» Exercise aim
Can you convert every line of the items below into a Markdown table with the columns "Row" and "Line text", numbering each row and leaving out blank lines?

» Supplied records
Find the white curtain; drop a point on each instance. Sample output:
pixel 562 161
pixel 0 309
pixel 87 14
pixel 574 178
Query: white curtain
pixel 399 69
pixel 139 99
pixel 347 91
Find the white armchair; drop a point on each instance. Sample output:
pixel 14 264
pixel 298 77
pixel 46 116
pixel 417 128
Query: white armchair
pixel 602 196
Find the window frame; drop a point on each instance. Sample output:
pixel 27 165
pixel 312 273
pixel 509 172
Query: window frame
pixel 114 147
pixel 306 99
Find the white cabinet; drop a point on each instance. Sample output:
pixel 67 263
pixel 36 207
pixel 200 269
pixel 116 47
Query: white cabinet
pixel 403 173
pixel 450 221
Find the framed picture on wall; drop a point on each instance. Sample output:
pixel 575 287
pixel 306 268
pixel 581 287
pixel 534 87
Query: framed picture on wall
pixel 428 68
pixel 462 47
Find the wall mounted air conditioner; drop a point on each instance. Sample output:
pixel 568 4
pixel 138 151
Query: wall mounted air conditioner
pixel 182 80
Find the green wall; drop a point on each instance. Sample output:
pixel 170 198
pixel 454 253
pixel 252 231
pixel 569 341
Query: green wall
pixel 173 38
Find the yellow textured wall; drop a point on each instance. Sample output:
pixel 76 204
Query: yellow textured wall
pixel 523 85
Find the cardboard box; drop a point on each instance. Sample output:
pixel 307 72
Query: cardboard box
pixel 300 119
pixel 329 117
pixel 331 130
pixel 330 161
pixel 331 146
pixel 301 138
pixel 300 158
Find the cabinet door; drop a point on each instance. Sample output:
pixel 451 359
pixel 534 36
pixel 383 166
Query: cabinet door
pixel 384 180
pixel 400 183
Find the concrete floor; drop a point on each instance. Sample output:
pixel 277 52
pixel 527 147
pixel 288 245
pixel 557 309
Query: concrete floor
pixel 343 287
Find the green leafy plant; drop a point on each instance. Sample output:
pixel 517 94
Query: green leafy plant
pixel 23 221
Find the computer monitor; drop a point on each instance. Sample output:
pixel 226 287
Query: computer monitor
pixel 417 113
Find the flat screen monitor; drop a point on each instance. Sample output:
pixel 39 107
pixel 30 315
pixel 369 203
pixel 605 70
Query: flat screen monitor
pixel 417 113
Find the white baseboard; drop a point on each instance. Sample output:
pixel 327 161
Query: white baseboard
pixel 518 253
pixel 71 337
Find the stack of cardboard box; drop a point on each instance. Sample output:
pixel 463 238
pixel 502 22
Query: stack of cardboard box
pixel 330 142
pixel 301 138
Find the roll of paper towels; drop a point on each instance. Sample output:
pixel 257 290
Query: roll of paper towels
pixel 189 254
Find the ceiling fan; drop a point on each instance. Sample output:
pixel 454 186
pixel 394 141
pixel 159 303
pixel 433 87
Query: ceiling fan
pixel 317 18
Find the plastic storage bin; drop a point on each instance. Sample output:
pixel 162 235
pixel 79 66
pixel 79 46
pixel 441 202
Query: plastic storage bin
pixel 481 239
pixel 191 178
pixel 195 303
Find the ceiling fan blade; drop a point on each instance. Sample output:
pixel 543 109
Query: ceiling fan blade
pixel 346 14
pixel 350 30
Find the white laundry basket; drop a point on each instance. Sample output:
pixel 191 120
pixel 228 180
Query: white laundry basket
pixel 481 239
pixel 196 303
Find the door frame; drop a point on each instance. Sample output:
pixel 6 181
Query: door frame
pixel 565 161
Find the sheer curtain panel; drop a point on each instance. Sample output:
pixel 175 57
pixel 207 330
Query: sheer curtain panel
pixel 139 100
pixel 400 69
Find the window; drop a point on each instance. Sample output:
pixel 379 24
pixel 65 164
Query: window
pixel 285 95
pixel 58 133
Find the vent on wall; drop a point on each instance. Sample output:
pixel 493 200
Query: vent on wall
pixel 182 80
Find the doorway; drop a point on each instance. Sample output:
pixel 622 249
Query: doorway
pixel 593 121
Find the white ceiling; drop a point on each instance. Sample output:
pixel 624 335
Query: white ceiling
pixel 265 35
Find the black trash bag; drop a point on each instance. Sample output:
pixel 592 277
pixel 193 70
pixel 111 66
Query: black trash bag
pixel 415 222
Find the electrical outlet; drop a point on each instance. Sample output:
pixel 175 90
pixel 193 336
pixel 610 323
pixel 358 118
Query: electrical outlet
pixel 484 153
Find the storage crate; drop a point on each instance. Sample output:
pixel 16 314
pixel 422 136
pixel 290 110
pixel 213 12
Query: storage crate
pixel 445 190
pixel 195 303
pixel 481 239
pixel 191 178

» Full output
| Row | Line text |
|---|---|
| 1 | Find the white curtain; drop a point on each instance. Sample output: |
| 2 | pixel 562 161 |
| 3 | pixel 0 309 |
| 4 | pixel 87 14 |
| 5 | pixel 574 178 |
| 6 | Query: white curtain |
| 7 | pixel 399 69 |
| 8 | pixel 139 99 |
| 9 | pixel 347 91 |
| 10 | Find the white armchair; drop a point on each instance. Sample output: |
| 11 | pixel 14 264 |
| 12 | pixel 298 77 |
| 13 | pixel 46 116 |
| 14 | pixel 417 128 |
| 15 | Query: white armchair |
| 16 | pixel 602 196 |
| 17 | Find the window frame; drop a point on each instance. Sample output: |
| 18 | pixel 27 165 |
| 19 | pixel 312 273 |
| 20 | pixel 509 172 |
| 21 | Query: window frame |
| 22 | pixel 114 147 |
| 23 | pixel 306 99 |
| 24 | Find the white cabinet; drop a point on each instance. Sample output: |
| 25 | pixel 67 263 |
| 26 | pixel 36 207 |
| 27 | pixel 200 269 |
| 28 | pixel 116 47 |
| 29 | Query: white cabinet |
| 30 | pixel 403 173 |
| 31 | pixel 450 221 |
| 32 | Find the framed picture on wall; drop a point on each instance. Sample output: |
| 33 | pixel 575 287 |
| 34 | pixel 306 268 |
| 35 | pixel 581 287 |
| 36 | pixel 534 87 |
| 37 | Query: framed picture on wall |
| 38 | pixel 428 68 |
| 39 | pixel 462 47 |
| 40 | Find the wall mounted air conditioner; drop a point on each instance. Sample output: |
| 41 | pixel 568 4 |
| 42 | pixel 138 151 |
| 43 | Query: wall mounted air conditioner |
| 44 | pixel 182 80 |
| 45 | Find the green wall; drop a point on each instance. Sample output: |
| 46 | pixel 170 198 |
| 47 | pixel 454 253 |
| 48 | pixel 252 231 |
| 49 | pixel 569 341 |
| 50 | Query: green wall |
| 51 | pixel 173 38 |
| 52 | Find the yellow textured wall; drop a point on each instance. Sample output: |
| 53 | pixel 76 204 |
| 54 | Query: yellow textured wall |
| 55 | pixel 523 85 |
| 56 | Find the cardboard box; drop a point on each instance. Sample output: |
| 57 | pixel 307 72 |
| 58 | Query: cardboard box |
| 59 | pixel 300 119 |
| 60 | pixel 329 117 |
| 61 | pixel 331 130 |
| 62 | pixel 330 161 |
| 63 | pixel 331 146 |
| 64 | pixel 301 138 |
| 65 | pixel 300 158 |
| 66 | Find the cabinet door; drop a point on each instance. Sample output: |
| 67 | pixel 451 359 |
| 68 | pixel 534 36 |
| 69 | pixel 383 166 |
| 70 | Query: cabinet door |
| 71 | pixel 384 180 |
| 72 | pixel 400 183 |
| 73 | Find the concrete floor; drop a point on each instance. Sample output: |
| 74 | pixel 277 52 |
| 75 | pixel 527 147 |
| 76 | pixel 288 245 |
| 77 | pixel 557 309 |
| 78 | Query: concrete floor |
| 79 | pixel 343 287 |
| 80 | Find the green leafy plant; drop a point on each instance. Sample output: |
| 81 | pixel 517 94 |
| 82 | Query: green leafy plant |
| 83 | pixel 23 221 |
| 84 | Find the computer monitor; drop a point on each instance. Sample output: |
| 85 | pixel 226 287 |
| 86 | Query: computer monitor |
| 87 | pixel 417 113 |
| 88 | Find the flat screen monitor; drop a point on each instance. Sample output: |
| 89 | pixel 39 107 |
| 90 | pixel 30 315 |
| 91 | pixel 369 203 |
| 92 | pixel 605 70 |
| 93 | Query: flat screen monitor |
| 94 | pixel 417 113 |
| 95 | Find the white baseboard; drop a point on each instance. Sample output: |
| 96 | pixel 327 161 |
| 97 | Query: white baseboard |
| 98 | pixel 518 253 |
| 99 | pixel 71 337 |
| 100 | Find the stack of cardboard box; drop a point on each instance. Sample output: |
| 101 | pixel 463 238 |
| 102 | pixel 502 22 |
| 103 | Query: stack of cardboard box |
| 104 | pixel 330 142 |
| 105 | pixel 301 138 |
| 106 | Find the roll of paper towels; drop a point on each instance. Sample output: |
| 107 | pixel 257 290 |
| 108 | Query: roll of paper towels |
| 109 | pixel 189 254 |
| 110 | Find the ceiling fan; drop a point on each instance. Sample output: |
| 111 | pixel 454 186 |
| 112 | pixel 394 141 |
| 113 | pixel 159 303 |
| 114 | pixel 433 87 |
| 115 | Query: ceiling fan |
| 116 | pixel 317 18 |
| 117 | Find the plastic storage bin; drop a point on each instance. Sample output: |
| 118 | pixel 162 235 |
| 119 | pixel 79 66 |
| 120 | pixel 79 46 |
| 121 | pixel 441 202 |
| 122 | Query: plastic storage bin |
| 123 | pixel 481 239 |
| 124 | pixel 191 178 |
| 125 | pixel 195 303 |
| 126 | Find the ceiling fan blade; drop a point on each instance. Sample output: |
| 127 | pixel 543 109 |
| 128 | Query: ceiling fan blade |
| 129 | pixel 346 14 |
| 130 | pixel 350 30 |
| 131 | Find the white laundry basket; drop a point on each instance. Sample output: |
| 132 | pixel 191 120 |
| 133 | pixel 228 180 |
| 134 | Query: white laundry basket |
| 135 | pixel 481 239 |
| 136 | pixel 196 303 |
| 137 | Find the door frame; drop a point on each instance. Sample output: |
| 138 | pixel 6 181 |
| 139 | Query: door frame |
| 140 | pixel 565 161 |
| 141 | Find the sheer curtain panel; drop a point on each instance. Sample output: |
| 142 | pixel 175 57 |
| 143 | pixel 207 330 |
| 144 | Query: sheer curtain panel |
| 145 | pixel 139 100 |
| 146 | pixel 400 69 |
| 147 | Find the window; drop a point on each instance. Sample output: |
| 148 | pixel 379 24 |
| 149 | pixel 65 164 |
| 150 | Query: window |
| 151 | pixel 285 95 |
| 152 | pixel 58 133 |
| 153 | Find the vent on wall; drop a point on each instance. Sample output: |
| 154 | pixel 493 200 |
| 155 | Query: vent on wall |
| 156 | pixel 182 80 |
| 157 | Find the doorway; drop a point on each instance. Sample output: |
| 158 | pixel 622 249 |
| 159 | Query: doorway |
| 160 | pixel 593 121 |
| 161 | Find the white ceiling; drop a point on each instance. Sample output: |
| 162 | pixel 624 335 |
| 163 | Query: white ceiling |
| 164 | pixel 265 35 |
| 165 | Find the black trash bag; drop a point on each instance. Sample output: |
| 166 | pixel 592 277 |
| 167 | pixel 193 70 |
| 168 | pixel 111 66 |
| 169 | Query: black trash bag |
| 170 | pixel 415 222 |
| 171 | Find the electrical outlet; drop a point on each instance. Sample output: |
| 172 | pixel 175 90 |
| 173 | pixel 193 336 |
| 174 | pixel 610 323 |
| 175 | pixel 358 118 |
| 176 | Query: electrical outlet |
| 177 | pixel 484 153 |
| 178 | Find the storage crate; drop a point on each instance. Sample output: |
| 179 | pixel 16 314 |
| 180 | pixel 422 136 |
| 181 | pixel 290 110 |
| 182 | pixel 213 12 |
| 183 | Query: storage crate |
| 184 | pixel 445 190 |
| 185 | pixel 195 303 |
| 186 | pixel 481 239 |
| 187 | pixel 191 178 |